━━━━━ Extrait du texte

À l'avenir, nous voyons un grand potentiel dans l'utilisation de la sensibilité comme prédicteur des résultats du traitement, ce qui permettrait d'identifier les personnes susceptibles de mieux répondre à différentes approches thérapeutiques. Cela pourrait rendre les soins de santé mentale plus efficaces et améliorer la prévention des rechutes.
Comment l'étude a-t-elle été menée ?
De centaines d'articles aux preuves les plus solides
Nous avons effectué des recherches dans sept grandes bases de données scientifiques, ainsi que dans d'autres sources, et avons initialement identifié 829 études. Après avoir appliqué des critères d'inclusion stricts, nous avons retenu 33 études portant sur un échantillon combiné de 12 697 participants (âgés en moyenne de 25 ans, dont environ 63 % de femmes) provenant du monde entier.
La plupart des études s'appuyaient sur des échantillons de la population générale, mais quelques-unes incluaient des groupes cliniques tels que des personnes souffrant de troubles obsessionnels compulsifs (TOC) ou de troubles de stress post-traumatique (TSPT). La sensibilité a été mesurée à l'aide de l'échelle Highly Sensitive Person Scale (HSPS) ou de sa version pour enfants (2, 3), tandis que la santé mentale a été évaluée à l'aide d'outils bien établis tels que le Beck Depression Inventory (BDI) et le Depression, Anxiety and Stress Scale (DASS-21).
Nous avons d'abord procédé à une revue systématique afin de recenser les données existantes, puis à une méta-analyse, qui nous a permis de calculer la force globale du lien entre la sensibilité et les troubles mentaux courants tels que la dépression et l'anxiété.
Quelles sont les limites de cette recherche ?
Même les preuves solides ont leurs lacunes.

━━━━━━━━━━
━━━━━ Jeu de données

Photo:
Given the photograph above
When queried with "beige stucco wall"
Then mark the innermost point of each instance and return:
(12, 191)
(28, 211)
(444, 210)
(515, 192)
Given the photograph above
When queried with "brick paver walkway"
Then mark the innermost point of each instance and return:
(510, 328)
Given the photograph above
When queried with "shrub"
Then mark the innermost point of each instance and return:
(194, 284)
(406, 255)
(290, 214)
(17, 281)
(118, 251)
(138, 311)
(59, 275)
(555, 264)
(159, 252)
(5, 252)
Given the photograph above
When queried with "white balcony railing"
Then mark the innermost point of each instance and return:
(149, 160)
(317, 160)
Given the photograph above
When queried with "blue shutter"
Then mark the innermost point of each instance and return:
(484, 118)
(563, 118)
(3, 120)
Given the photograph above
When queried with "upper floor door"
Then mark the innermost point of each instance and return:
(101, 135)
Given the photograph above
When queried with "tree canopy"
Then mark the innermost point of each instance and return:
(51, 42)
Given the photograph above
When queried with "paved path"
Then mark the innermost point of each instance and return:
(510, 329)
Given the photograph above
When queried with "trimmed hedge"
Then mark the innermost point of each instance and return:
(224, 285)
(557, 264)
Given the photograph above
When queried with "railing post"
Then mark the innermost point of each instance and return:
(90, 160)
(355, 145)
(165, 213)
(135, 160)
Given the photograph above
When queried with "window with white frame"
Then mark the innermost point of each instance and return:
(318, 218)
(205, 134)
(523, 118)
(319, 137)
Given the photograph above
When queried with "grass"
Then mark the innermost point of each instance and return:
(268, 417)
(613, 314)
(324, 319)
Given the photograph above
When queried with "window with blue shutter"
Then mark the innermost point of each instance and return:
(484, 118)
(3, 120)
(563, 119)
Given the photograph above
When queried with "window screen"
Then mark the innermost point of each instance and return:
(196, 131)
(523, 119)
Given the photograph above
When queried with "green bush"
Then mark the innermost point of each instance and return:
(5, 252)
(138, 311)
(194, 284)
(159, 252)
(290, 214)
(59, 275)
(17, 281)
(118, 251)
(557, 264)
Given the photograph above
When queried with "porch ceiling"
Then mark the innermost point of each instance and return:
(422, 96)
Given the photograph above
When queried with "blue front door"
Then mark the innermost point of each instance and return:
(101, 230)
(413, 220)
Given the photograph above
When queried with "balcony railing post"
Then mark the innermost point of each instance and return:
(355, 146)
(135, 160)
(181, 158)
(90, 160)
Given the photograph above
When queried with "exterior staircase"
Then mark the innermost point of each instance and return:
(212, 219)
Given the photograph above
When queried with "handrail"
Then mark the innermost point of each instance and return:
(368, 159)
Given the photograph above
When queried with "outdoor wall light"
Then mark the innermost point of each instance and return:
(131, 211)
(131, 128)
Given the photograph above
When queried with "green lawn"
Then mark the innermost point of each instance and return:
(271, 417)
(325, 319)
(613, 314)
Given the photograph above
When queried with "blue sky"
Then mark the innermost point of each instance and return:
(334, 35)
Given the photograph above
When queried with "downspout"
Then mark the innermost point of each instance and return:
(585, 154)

━━━━━━━━━━

* **Exercices à réaliser**:
1 – Dans l'extrait sur la sensibilité et la santé mentale, combien d'études ont été retenues après l'application des critères d'inclusion ?
2 – Reproduisez le passage de l'extrait sur la sensibilité et la santé mentale qui s'ouvre sur les mots contenant « De centaines d'articles » et se referme sur « du monde entier. ».

* **Résultats de l'exercice**:
1 – 33 études.

2 –
De centaines d'articles aux preuves les plus solides
Nous avons effectué des recherches dans sept grandes bases de données scientifiques, ainsi que dans d'autres sources, et avons initialement identifié 829 études. Après avoir appliqué des critères d'inclusion stricts, nous avons retenu 33 études portant sur un échantillon combiné de 12 697 participants (âgés en moyenne de 25 ans, dont environ 63 % de femmes) provenant du monde entier.